WHAT YOU WILL DO: Only the lines from the one with "the orange safety" through the final line below belong in the answer, copied exactly and without pictures.

::: MATERIAL SHOWN

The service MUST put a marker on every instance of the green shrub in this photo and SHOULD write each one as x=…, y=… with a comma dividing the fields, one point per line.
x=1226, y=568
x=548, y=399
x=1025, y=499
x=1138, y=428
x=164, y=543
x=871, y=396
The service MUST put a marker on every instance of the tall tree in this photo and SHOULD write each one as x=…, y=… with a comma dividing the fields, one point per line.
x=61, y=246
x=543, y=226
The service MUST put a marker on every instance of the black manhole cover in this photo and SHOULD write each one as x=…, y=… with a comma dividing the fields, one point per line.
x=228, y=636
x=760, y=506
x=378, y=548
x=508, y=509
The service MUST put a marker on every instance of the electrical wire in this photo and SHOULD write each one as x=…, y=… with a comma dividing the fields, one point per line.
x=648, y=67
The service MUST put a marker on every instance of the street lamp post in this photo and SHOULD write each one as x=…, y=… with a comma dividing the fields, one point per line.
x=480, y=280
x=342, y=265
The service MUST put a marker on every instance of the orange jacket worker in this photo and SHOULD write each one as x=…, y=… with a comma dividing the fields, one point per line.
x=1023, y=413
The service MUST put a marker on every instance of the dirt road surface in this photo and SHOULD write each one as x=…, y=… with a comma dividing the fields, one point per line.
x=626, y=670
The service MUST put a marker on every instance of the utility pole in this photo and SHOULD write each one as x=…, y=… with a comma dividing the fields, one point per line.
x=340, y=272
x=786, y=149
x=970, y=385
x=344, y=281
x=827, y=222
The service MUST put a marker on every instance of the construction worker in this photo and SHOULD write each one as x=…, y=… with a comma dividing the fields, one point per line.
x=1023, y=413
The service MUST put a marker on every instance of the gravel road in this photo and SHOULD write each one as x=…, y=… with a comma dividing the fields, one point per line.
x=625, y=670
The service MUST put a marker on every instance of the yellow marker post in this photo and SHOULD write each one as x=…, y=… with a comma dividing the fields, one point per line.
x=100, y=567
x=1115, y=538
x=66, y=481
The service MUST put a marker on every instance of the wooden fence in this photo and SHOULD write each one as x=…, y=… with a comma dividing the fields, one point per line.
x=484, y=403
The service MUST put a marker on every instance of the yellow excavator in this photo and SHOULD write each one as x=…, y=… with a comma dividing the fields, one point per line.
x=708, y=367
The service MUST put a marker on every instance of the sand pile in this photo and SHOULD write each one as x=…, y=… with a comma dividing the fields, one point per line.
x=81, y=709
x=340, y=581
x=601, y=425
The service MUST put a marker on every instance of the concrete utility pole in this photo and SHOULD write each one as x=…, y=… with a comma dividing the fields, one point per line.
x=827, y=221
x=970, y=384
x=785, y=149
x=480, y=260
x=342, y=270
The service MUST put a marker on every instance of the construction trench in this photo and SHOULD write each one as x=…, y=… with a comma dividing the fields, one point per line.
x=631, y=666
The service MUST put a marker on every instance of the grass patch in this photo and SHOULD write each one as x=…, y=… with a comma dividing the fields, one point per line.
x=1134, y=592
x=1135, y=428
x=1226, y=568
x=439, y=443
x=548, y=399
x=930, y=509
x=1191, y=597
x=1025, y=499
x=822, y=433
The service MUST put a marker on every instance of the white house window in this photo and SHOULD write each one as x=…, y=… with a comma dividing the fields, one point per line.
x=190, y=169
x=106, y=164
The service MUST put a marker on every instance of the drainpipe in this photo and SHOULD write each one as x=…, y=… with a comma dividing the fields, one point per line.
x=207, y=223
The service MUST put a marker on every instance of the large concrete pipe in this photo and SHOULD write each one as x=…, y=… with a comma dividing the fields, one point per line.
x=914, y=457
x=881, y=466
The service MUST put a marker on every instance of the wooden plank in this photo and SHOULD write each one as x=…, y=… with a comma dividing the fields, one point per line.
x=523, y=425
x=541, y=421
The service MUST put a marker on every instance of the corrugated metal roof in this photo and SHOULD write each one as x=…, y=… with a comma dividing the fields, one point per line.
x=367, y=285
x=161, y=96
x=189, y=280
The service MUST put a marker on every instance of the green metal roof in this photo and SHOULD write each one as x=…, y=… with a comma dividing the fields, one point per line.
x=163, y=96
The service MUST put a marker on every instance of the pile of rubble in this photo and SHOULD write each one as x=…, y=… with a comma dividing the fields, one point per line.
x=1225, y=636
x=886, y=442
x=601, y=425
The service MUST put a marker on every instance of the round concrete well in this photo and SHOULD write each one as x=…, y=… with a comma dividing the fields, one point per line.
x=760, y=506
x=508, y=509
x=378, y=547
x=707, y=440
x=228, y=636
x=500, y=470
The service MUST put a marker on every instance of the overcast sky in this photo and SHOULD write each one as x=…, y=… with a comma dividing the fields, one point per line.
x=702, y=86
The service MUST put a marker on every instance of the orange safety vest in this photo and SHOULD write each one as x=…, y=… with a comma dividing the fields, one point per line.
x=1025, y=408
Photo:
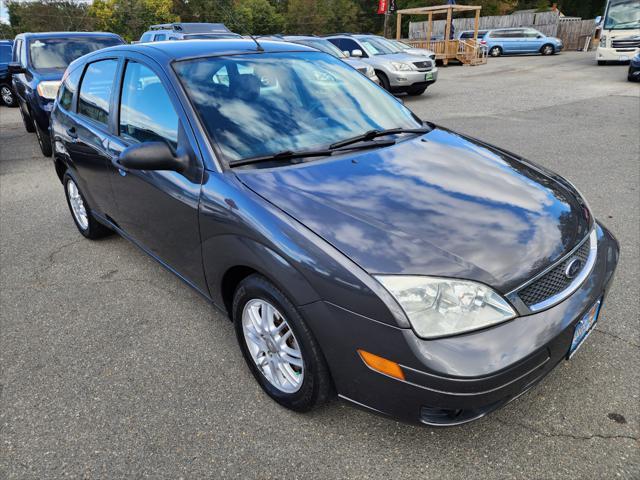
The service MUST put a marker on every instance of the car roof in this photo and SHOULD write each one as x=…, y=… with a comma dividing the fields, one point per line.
x=67, y=34
x=203, y=48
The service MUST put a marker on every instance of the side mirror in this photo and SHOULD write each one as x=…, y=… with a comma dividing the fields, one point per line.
x=15, y=68
x=152, y=156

::::::

RESPONSE FOR THIS EXERCISE:
The service MUST put a marker on every instance of the orange safety vest in this photo and SHOULD write each one as x=…, y=… with a comma dividing the fields, one point per line.
x=1025, y=408
Photo:
The service MUST put a marker on every instance of the car roof in this photo and SHOULD write each one as x=…, y=… with a comma dividing the fields, one point per line.
x=67, y=34
x=203, y=48
The service MUST put a marker on every instance of the side mirror in this photo and SHOULD write each one as x=…, y=… with a comma dividing the fields, one point per line.
x=15, y=68
x=152, y=156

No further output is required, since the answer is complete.